■ **Goal**
Put the records below into a numbered list with one line per item, omitting any blank lines.
----
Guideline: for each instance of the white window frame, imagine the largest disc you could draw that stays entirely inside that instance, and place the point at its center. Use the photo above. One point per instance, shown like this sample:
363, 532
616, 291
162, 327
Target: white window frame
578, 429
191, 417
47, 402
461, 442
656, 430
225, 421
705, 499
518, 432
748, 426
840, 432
----
■ **Task solution**
1. Guideline: for each instance of the white window frame, imagine the largest disc you could draw that stays entirely inside that instance, and place the point at its center. Use the photo above. One point per instance, shown like this sample:
2. 363, 532
3. 616, 291
4. 162, 327
5. Target: white window frame
6. 578, 429
7. 191, 417
8. 47, 402
9. 461, 442
10. 656, 430
11. 225, 421
12. 705, 499
13. 518, 432
14. 748, 426
15. 840, 432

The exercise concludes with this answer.